• [Text block]

By Matt Naber
A reward for information is offered as federal, state and local agencies continue to investigate the fatal poisoning of animals in the Timber Creek area west of Meeteetse.
The Wyoming State Veterinary Laboratory confirmed the chemical used to poison wild and domestic animals was aldicarb, an insecticide known to be highly toxic to mammals, according to a news release from the U.S. Bureau of Land Management.
The poisonings, which took place during the week of March 29 to April 4, are being investigated by the BLM, U.S. Forest Service, U.S. Fish and Wildlife Service, Wyoming Game and Fish Department and the Park County Sheriff’s Office.
The BLM is offering a reward of up to $2,000, and local pet owners impacted by the poisoning upped the ante to a total of $6,000 for information leading to the identification, arrest and conviction of the person or people involved in poisoning the animals, said Powell resident Julie Thomas.
“We are just trying to get people to help us solve this crime,” Thomas said.
Three locally owned dogs, a coyote, a skunk, a raccoon and possibly several other animals died due to what appears to be an act of intentional poisoning, the release said.
Aldicarb is sold under the trade name Temik. The U.S. Environmental Protection Agency classified aldicarb in the highest toxicity category and has defined strict controls for its delivery and use.
Those recreating in the Timber Creek area should use caution and keep pets under close control. If animal carcasses are located, do not touch them. Report their location immediately to the sheriff’s office or call the STOP POACHING hotline. The substance used may be transferred by touch and is extremely harmful, the release said.
Anyone with information about this crime is urged to call the STOP POACHING hotline at 1-877-WGFD-TIP (1-877-943-3847) or BLM Ranger Ian Canaan at 899-6561.
Tips from an expert
Pet owners should keep their pets inside their vehicles while saddling their horses or preparing for a hike until they are ready to keep a close watch and make sure nothing questionable is eaten, said Gould Veterinary Clinic’s veterinary assistant Shawna Hicks.
“I don’t think a human would have seen these little chunks of meat; it is very lethal, and these little chunks could be no bigger than a sausage patty,” Hicks said. “It won’t be visible to a human.”
But a dog’s nose will easily detect the meat, and the dog will do what comes naturally: Eat it before it can be taken away.
If a dog is suspected to have ingested Temik, Hicks urges pet owners to make the dog throw up immediately. She said one of her clients was able to do this with soda since the foaming action will induce vomiting.
She also cautioned pet owners to wash their hands immediately since Temik can be harmful to humans, even with just skin contact. The vomit needs to be bagged for examination too.
If a dog appears to have been poisoned, bring it to a veterinary clinic as soon as possible.
“I’m hoping we saw the end of it, since we haven’t had any more incidents of it — but people should be cautious until the person is caught,” Hicks said. “If anyone knows anything, please call the hotline because this was a horrible thing, and they need to be caught.”

• [Extracted records]
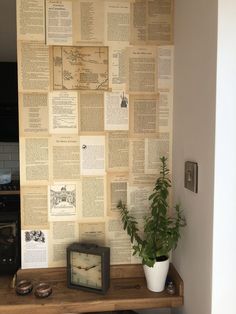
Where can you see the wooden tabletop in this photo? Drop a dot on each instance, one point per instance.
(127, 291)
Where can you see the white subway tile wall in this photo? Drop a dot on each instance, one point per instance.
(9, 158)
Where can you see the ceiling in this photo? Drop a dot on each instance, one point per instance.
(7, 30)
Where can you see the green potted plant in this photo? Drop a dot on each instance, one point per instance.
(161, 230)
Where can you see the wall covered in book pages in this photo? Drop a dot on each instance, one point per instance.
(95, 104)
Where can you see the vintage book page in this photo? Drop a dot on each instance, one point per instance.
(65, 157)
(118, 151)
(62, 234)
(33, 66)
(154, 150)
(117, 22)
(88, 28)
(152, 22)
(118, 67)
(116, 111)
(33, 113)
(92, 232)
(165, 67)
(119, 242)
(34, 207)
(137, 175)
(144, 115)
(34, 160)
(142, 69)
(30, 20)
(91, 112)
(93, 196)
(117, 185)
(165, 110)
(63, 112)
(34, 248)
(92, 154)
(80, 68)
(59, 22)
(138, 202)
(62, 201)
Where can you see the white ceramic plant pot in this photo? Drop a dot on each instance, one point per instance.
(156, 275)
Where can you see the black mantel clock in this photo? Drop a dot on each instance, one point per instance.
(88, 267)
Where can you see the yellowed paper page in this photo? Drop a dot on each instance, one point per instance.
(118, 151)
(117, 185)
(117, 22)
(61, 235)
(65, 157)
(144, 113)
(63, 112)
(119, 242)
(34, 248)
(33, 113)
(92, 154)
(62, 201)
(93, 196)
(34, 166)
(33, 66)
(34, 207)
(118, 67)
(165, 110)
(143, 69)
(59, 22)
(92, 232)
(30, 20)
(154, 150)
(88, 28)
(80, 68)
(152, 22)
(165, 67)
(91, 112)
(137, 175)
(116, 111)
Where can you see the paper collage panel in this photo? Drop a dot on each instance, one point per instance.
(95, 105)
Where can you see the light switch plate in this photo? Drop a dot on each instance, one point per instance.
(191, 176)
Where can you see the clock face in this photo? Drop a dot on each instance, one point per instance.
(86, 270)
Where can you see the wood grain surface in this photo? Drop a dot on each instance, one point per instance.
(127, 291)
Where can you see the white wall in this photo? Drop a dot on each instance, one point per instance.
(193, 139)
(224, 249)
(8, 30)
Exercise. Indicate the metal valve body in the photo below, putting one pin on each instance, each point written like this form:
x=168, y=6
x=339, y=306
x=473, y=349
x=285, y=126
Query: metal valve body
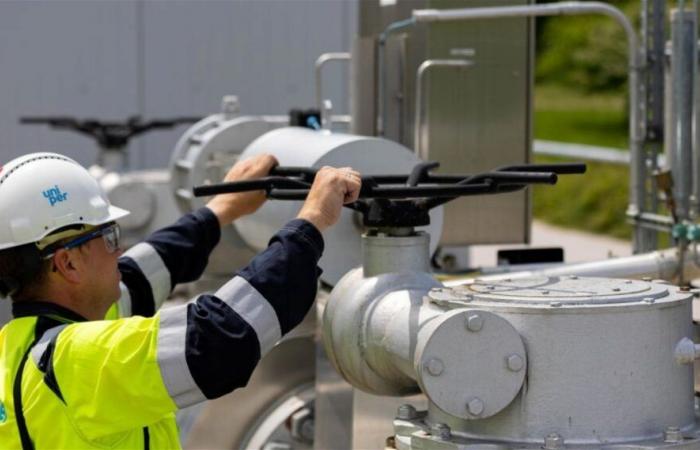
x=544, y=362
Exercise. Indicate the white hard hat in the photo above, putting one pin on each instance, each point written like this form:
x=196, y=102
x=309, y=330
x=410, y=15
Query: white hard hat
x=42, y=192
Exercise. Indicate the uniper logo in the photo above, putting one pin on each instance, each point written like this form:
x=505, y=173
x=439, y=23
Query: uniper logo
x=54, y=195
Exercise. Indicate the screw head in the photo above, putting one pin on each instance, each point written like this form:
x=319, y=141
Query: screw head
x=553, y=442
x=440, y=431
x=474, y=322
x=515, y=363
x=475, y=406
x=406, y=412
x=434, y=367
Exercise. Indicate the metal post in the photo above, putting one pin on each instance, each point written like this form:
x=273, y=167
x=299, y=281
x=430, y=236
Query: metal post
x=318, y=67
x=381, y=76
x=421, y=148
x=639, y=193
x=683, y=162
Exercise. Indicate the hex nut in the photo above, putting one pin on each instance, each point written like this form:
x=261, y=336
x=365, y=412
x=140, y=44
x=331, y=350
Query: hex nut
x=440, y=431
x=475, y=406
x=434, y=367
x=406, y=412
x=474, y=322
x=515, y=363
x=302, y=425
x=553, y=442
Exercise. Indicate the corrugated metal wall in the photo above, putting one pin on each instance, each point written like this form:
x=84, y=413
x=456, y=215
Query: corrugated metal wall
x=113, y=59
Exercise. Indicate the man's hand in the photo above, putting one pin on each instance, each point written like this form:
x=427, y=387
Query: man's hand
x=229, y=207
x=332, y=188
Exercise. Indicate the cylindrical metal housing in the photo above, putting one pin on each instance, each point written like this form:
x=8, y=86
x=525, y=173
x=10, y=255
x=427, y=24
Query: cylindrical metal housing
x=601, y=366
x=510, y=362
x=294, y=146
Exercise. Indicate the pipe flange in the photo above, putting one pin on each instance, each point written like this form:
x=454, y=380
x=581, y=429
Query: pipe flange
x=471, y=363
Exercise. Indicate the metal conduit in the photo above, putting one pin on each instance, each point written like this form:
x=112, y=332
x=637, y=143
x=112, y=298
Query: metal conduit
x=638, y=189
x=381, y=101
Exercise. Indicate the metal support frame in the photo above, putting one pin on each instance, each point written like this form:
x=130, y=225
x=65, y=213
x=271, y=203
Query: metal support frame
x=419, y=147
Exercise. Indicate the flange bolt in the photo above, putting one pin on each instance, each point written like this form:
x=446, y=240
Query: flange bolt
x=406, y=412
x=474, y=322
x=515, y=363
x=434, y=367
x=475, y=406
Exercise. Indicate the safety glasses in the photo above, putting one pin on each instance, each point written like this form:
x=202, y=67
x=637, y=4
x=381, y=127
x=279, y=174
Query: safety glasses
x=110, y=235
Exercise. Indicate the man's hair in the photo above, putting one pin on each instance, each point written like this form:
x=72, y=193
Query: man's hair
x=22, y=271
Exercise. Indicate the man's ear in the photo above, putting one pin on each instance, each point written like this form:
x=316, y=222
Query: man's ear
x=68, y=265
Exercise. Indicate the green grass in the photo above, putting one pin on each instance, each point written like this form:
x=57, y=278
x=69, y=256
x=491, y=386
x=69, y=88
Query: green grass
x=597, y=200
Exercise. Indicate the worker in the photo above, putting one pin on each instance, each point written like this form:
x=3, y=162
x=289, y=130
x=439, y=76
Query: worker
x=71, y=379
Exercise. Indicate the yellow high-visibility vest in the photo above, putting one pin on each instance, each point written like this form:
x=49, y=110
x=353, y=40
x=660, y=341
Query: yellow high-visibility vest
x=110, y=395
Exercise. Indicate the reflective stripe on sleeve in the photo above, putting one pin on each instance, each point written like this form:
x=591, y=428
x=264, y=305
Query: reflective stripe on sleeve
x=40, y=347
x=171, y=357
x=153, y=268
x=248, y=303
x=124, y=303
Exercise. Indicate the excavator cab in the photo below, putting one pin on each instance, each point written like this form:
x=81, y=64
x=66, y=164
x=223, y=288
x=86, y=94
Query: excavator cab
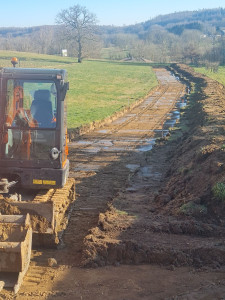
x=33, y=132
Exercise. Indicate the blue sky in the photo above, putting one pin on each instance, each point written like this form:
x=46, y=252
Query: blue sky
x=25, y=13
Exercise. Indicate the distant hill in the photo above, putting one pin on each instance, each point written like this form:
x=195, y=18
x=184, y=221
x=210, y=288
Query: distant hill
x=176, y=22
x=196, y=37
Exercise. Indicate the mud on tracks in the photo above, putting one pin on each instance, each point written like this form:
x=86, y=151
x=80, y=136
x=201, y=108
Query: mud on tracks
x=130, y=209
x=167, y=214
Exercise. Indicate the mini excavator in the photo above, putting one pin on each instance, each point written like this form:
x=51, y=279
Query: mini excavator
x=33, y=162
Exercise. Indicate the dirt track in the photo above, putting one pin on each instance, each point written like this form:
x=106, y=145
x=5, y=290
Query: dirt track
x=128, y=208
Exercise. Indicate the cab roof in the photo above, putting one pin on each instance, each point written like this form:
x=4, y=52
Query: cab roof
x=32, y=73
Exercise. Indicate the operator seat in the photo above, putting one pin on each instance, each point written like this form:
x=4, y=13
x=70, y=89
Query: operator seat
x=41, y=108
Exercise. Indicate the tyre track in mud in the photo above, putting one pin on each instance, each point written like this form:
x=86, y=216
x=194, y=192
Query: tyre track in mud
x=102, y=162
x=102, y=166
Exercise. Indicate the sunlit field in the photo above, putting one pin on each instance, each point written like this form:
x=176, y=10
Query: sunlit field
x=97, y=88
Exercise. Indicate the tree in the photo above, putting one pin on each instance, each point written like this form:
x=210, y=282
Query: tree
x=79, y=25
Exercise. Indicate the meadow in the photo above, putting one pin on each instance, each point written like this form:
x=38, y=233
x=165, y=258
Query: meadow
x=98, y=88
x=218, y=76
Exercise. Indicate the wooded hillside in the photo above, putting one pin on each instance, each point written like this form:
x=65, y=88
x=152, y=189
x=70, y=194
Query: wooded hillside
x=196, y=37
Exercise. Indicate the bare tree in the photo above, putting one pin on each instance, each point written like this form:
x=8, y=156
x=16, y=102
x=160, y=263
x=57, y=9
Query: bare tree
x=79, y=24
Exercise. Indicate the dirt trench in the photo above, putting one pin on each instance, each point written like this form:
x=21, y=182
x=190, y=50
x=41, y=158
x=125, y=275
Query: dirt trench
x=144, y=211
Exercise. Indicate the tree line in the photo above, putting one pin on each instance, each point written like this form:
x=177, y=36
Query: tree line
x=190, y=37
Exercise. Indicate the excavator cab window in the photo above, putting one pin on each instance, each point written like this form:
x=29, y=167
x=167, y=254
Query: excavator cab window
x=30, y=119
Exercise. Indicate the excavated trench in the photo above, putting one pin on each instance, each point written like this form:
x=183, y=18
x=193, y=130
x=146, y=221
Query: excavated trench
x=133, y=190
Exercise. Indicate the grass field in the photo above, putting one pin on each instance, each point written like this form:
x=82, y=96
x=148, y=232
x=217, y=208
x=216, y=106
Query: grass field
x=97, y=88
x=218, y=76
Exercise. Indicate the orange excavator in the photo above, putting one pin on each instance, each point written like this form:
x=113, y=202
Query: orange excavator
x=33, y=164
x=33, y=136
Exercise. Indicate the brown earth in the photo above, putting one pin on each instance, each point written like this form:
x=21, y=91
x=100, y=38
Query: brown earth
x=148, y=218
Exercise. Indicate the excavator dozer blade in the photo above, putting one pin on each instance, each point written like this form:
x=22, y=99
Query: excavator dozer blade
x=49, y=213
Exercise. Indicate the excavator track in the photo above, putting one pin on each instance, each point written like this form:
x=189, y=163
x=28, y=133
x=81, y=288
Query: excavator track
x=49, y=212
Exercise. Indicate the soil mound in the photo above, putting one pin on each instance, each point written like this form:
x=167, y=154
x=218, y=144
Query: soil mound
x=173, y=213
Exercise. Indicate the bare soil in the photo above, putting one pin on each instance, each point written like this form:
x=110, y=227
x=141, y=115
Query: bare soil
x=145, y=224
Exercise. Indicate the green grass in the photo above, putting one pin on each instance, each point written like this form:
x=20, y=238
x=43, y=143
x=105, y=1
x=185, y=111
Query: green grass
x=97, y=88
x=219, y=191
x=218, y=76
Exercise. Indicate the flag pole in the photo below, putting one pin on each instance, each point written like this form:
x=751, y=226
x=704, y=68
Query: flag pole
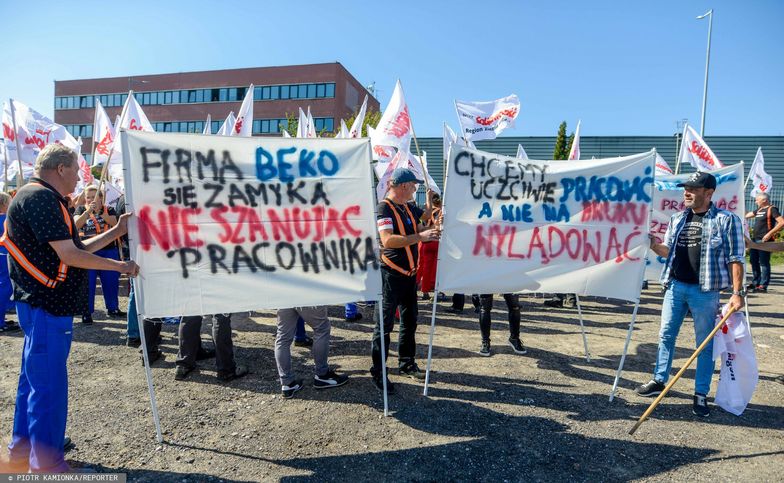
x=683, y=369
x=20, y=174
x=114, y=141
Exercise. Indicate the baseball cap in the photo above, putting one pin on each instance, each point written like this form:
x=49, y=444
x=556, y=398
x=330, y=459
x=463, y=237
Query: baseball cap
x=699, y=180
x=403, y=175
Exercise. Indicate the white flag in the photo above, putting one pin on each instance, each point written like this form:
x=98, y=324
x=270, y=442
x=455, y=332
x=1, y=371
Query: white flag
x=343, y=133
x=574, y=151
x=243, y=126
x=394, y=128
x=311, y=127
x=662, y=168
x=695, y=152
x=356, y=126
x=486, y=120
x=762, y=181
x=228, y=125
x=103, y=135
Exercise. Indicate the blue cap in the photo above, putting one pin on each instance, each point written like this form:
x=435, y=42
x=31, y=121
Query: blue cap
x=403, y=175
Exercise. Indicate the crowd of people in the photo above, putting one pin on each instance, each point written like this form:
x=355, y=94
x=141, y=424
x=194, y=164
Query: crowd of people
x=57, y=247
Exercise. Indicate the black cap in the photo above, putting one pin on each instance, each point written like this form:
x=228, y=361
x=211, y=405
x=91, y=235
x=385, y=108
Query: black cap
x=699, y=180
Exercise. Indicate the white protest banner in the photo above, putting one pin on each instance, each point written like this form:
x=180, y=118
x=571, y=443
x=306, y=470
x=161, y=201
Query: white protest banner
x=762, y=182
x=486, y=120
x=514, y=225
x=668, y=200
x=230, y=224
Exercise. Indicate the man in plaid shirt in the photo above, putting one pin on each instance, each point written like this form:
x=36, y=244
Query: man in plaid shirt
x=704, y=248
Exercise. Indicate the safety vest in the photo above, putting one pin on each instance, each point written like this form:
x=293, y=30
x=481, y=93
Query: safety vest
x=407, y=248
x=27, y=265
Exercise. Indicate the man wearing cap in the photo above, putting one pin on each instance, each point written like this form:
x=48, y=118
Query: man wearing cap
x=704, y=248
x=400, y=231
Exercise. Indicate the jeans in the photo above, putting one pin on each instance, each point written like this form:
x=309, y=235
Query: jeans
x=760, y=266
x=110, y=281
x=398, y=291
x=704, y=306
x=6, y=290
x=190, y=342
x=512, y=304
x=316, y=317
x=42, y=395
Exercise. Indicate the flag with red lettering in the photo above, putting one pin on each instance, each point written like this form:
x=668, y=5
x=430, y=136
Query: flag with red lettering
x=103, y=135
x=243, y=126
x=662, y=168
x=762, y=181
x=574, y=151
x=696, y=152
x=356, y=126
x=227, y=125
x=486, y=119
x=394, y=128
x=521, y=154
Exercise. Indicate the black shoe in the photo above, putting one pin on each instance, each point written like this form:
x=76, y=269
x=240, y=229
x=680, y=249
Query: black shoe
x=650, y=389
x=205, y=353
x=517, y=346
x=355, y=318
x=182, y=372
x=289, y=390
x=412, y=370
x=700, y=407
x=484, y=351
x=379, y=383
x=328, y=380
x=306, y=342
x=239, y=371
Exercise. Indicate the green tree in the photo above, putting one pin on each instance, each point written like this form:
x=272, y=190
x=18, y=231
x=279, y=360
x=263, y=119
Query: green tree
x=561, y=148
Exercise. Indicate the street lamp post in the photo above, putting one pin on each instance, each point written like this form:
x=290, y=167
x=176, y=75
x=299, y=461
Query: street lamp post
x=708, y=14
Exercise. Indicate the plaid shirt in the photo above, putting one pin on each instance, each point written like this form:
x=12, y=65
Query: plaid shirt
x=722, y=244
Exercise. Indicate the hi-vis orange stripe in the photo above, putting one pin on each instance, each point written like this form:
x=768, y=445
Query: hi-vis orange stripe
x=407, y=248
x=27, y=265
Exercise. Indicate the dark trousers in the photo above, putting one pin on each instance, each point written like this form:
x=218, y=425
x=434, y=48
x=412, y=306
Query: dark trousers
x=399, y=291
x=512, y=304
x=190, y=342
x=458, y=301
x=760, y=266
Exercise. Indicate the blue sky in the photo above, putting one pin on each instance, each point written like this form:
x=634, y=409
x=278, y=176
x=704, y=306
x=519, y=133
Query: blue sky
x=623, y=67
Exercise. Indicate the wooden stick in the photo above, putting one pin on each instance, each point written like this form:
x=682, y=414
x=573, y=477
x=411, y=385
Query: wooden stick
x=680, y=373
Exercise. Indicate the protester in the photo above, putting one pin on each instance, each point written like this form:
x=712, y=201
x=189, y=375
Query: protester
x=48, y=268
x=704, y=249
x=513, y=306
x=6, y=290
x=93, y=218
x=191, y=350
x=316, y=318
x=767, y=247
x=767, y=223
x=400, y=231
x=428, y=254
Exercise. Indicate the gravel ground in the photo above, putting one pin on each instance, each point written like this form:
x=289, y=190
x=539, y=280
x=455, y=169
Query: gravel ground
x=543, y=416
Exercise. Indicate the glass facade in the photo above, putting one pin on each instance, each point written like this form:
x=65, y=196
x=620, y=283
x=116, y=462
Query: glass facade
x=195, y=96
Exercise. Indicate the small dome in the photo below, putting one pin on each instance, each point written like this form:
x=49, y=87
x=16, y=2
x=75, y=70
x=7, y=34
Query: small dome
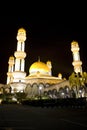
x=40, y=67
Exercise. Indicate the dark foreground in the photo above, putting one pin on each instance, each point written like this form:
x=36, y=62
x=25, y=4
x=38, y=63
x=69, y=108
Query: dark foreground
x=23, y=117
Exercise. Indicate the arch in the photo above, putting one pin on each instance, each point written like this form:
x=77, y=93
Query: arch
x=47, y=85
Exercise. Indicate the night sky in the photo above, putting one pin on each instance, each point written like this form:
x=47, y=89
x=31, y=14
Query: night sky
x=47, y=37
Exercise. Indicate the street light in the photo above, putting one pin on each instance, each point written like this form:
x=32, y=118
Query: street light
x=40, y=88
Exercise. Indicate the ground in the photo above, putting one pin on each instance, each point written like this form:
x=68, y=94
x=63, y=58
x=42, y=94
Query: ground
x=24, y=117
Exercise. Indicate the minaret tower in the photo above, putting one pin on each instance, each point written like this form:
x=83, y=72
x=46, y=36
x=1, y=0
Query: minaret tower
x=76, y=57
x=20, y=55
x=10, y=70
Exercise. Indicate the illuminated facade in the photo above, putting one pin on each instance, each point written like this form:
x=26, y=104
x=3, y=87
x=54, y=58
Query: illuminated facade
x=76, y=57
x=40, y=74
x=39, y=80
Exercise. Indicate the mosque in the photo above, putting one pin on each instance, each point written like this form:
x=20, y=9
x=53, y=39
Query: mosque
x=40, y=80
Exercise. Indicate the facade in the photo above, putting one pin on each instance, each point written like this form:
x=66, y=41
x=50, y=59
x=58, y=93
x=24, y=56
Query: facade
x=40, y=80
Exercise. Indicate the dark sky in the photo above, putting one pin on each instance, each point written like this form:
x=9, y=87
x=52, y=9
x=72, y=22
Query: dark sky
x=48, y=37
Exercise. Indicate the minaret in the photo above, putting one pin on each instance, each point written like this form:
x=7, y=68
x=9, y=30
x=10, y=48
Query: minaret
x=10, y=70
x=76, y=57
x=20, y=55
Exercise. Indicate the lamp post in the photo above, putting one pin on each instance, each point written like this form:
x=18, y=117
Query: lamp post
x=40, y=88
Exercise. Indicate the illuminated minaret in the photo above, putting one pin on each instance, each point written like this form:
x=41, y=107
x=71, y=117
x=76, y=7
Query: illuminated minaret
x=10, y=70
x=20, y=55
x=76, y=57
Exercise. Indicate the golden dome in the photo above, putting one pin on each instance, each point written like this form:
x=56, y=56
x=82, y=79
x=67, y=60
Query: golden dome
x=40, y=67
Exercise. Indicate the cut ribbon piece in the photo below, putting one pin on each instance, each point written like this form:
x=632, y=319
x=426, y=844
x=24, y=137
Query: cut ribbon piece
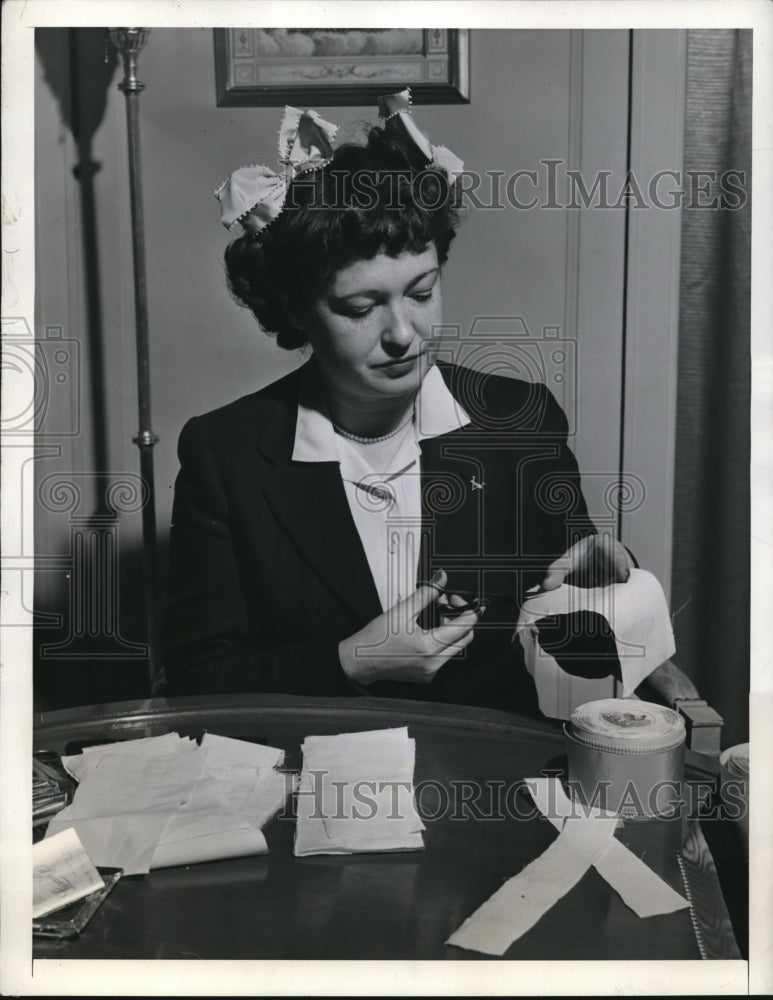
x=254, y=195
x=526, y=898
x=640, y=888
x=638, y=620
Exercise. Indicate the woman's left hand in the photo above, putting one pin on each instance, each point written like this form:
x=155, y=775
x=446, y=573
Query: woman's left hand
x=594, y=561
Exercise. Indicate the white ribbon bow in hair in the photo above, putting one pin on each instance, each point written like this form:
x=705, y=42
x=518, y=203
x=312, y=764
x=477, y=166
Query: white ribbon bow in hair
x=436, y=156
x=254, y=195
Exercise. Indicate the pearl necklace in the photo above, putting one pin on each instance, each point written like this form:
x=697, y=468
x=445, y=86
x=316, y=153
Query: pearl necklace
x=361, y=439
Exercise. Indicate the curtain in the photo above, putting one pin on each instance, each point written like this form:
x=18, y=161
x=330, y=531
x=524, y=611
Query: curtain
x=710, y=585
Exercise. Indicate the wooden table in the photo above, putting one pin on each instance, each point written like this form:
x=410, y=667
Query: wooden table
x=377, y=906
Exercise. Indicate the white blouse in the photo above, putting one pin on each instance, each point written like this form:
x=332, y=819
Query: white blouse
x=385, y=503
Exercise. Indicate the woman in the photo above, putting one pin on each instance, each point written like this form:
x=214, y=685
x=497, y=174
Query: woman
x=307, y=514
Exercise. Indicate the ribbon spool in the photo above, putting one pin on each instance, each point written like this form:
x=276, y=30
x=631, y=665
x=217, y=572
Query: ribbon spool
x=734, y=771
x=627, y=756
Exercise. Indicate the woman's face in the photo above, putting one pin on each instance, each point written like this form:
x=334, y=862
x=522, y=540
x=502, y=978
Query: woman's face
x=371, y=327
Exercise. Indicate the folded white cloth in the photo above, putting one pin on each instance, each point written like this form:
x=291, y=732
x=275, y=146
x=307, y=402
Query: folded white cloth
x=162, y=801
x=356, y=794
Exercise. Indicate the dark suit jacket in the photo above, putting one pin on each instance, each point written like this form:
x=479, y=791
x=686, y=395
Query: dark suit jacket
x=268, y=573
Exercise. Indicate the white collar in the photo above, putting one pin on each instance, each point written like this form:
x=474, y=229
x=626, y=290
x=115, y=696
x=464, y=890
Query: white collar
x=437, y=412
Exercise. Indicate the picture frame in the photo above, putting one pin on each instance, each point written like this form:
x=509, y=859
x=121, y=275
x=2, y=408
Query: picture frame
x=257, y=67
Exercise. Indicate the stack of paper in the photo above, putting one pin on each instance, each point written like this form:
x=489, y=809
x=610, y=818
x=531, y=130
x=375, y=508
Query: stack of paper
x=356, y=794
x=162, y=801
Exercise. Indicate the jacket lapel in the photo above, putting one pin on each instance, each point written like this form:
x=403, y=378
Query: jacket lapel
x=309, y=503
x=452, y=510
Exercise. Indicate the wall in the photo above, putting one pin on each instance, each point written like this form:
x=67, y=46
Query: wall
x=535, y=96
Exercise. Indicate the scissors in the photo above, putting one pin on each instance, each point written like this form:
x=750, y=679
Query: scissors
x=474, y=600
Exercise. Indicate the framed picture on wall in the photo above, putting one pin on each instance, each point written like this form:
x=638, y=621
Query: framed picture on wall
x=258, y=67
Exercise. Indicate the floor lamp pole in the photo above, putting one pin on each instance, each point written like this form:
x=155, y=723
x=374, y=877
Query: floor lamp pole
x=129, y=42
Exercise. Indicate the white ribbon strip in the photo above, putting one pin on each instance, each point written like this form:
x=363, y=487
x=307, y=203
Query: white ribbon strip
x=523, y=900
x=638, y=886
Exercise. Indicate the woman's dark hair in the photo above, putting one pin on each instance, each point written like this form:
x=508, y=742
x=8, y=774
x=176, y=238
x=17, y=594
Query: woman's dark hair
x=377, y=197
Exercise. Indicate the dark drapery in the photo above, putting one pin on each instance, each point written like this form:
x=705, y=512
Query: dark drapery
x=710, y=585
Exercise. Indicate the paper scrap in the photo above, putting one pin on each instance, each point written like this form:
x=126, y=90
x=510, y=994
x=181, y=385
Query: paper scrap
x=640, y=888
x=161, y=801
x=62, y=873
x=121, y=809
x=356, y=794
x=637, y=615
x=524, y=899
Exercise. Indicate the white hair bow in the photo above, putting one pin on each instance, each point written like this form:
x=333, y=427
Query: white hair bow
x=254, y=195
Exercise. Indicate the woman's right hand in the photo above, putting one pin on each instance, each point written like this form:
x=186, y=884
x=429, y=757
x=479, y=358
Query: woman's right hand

• [Task objective]
Based on the article on the Timber Creek animal poisonings, explain in one to three sentences why people who find animal carcasses in the area should not touch them. The items are separate material and have no connection to the text.

• [Written solution]
The substance used in the poisonings may be transferred by touch. It is also extremely harmful, so people should leave carcasses alone and report where they are.